Records =
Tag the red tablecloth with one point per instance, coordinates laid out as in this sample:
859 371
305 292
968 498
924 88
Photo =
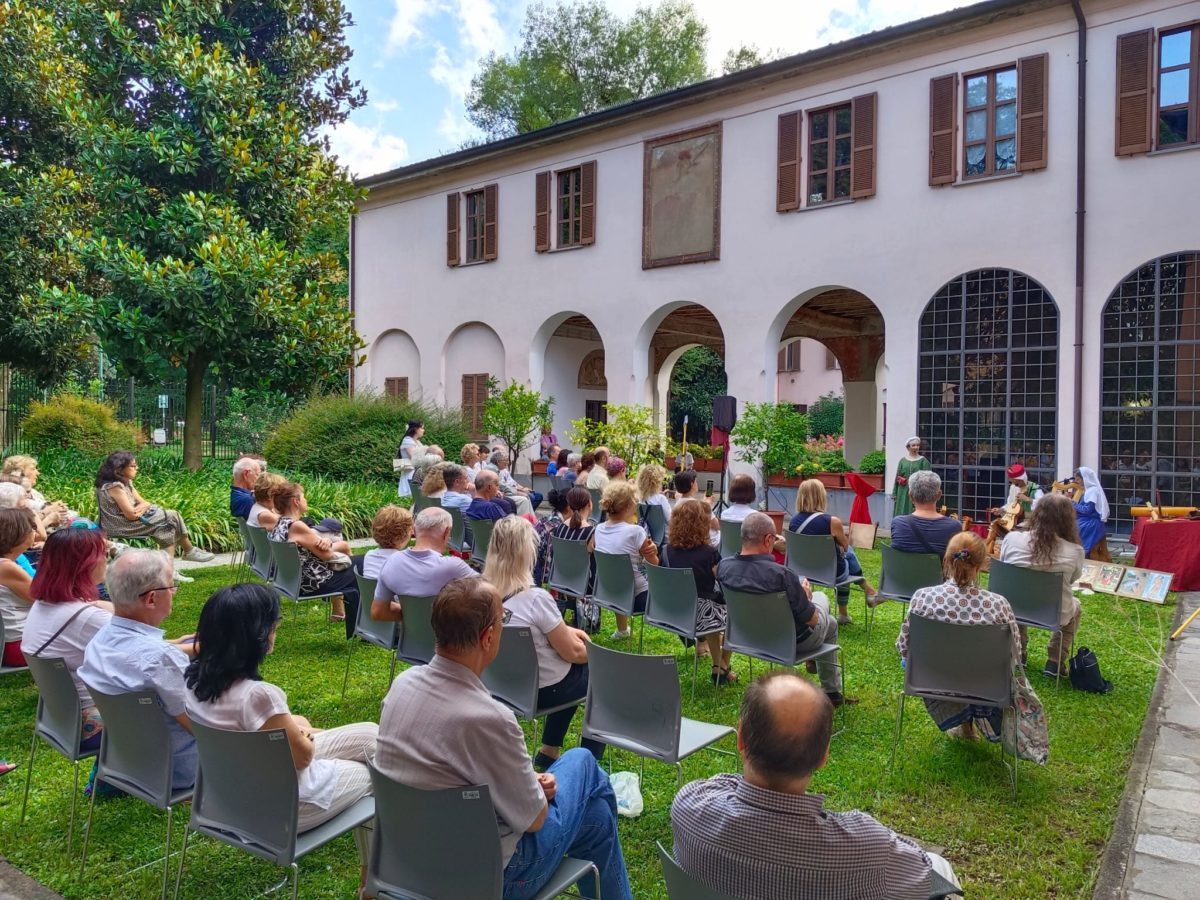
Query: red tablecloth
1171 546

Directions = Every line above gets copied exactly; none of the pictures do.

Your solution =
Tag the red tablecloth with one point per instance, coordinates laid out as in this sample:
859 371
305 292
968 498
924 88
Photo =
Query: red tablecloth
1171 546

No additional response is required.